> **WORK TO DO**
Gather every line of the material that contains the word "batting".

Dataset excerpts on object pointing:
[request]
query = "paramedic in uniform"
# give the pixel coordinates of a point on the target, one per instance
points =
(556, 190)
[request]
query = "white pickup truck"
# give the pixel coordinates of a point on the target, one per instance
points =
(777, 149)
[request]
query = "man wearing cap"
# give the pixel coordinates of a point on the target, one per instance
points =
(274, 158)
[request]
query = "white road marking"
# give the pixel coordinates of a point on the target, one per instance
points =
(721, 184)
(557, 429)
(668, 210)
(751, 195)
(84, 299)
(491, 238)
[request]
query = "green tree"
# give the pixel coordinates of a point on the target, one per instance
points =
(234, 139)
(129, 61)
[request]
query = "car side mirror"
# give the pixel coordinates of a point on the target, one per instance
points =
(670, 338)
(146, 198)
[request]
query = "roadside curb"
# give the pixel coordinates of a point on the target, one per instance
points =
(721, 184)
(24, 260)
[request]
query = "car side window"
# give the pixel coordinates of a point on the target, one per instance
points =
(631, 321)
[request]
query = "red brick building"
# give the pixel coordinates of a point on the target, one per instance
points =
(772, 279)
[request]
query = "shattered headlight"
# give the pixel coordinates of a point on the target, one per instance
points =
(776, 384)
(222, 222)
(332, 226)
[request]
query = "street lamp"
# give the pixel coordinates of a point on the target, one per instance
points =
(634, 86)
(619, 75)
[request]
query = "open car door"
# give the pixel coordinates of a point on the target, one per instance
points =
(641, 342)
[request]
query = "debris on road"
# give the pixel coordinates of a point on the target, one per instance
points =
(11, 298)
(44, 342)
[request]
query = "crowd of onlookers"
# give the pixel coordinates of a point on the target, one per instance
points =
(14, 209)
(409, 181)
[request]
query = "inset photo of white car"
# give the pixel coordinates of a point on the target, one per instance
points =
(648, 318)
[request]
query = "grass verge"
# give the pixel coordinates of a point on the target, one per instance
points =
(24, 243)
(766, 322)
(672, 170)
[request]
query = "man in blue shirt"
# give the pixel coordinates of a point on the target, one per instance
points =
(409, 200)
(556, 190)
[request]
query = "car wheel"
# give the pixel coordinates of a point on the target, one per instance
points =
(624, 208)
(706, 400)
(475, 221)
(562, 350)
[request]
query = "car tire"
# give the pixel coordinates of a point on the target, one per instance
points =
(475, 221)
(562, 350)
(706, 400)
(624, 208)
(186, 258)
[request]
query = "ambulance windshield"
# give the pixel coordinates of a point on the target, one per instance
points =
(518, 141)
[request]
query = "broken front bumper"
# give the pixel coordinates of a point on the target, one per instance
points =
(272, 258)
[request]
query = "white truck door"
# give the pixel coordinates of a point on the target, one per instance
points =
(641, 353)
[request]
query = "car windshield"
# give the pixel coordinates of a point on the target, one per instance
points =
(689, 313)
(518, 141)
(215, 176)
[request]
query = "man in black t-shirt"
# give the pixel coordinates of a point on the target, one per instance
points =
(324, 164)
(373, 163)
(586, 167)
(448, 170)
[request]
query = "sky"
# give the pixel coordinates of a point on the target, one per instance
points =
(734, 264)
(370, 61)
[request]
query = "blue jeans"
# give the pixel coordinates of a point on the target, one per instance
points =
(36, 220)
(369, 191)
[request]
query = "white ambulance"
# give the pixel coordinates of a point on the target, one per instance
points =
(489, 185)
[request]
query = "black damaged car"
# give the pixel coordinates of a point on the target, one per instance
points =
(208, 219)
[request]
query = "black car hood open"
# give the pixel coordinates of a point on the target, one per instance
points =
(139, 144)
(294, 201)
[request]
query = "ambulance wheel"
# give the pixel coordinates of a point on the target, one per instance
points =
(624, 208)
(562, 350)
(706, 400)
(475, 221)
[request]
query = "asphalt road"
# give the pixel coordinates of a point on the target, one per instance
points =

---

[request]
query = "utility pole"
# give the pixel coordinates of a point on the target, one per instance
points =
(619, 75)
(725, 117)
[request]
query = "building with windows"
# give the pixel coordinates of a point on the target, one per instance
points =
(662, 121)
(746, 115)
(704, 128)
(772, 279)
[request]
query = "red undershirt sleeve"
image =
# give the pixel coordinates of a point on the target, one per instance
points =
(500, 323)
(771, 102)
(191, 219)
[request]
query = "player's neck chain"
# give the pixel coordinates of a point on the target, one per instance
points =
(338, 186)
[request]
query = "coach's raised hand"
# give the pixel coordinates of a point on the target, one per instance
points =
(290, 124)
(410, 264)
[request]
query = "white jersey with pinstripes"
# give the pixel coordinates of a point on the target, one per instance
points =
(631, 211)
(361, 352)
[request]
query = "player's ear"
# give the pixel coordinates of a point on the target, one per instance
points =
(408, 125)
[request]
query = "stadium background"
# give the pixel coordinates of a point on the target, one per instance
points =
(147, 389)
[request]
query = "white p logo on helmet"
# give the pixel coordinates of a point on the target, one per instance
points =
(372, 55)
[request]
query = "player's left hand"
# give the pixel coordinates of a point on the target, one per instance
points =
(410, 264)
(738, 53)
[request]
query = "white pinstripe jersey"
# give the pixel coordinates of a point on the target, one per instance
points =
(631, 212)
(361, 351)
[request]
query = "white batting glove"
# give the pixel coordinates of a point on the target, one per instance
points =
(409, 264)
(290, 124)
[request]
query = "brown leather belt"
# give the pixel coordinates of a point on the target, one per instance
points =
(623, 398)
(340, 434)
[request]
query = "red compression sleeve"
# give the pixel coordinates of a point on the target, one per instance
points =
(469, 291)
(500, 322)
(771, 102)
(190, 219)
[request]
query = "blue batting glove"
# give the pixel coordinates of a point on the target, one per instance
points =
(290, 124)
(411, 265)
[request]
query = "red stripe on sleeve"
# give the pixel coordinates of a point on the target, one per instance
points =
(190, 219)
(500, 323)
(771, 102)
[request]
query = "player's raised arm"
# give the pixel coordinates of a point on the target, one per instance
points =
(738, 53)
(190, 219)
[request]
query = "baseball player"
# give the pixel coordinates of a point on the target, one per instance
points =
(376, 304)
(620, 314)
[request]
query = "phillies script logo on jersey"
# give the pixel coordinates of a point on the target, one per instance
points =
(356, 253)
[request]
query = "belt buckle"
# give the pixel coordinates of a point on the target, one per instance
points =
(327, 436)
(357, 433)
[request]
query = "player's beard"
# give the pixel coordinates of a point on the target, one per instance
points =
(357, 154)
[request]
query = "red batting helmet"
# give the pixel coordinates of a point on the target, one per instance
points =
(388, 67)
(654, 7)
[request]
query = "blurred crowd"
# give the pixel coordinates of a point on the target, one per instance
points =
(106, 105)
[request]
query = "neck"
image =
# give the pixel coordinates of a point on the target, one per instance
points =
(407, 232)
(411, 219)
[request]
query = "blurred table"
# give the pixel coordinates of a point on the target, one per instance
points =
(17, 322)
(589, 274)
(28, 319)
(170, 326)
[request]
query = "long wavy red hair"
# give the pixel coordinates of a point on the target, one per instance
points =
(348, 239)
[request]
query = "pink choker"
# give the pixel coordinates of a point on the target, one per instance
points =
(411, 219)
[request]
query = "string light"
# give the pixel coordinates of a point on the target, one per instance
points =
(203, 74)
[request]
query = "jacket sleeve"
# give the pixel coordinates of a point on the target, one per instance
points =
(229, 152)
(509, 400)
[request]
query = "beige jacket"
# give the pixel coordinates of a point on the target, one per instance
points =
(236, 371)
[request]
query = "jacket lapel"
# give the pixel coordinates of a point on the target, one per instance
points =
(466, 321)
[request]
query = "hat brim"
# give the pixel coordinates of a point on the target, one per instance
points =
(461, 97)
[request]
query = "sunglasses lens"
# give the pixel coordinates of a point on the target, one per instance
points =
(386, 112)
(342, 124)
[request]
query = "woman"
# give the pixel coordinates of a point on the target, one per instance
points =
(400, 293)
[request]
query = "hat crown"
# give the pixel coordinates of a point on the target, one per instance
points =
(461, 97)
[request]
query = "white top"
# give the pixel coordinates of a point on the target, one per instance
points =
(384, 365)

> **REPLY**
query = "white batting glove"
query = "blue batting glove"
query = "red batting helmet"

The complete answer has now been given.